**What needs to be done**
Give again the line that contains "Report every pair" and every line after it to the end of the records. Keep them exactly as they are and add nothing.

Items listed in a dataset
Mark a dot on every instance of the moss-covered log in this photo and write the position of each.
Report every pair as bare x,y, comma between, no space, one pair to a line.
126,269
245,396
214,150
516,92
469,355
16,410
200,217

**Task solution**
Report every pair as bare x,y, comma between, no space, one pair to a line.
126,269
245,396
214,150
516,92
469,355
16,410
200,217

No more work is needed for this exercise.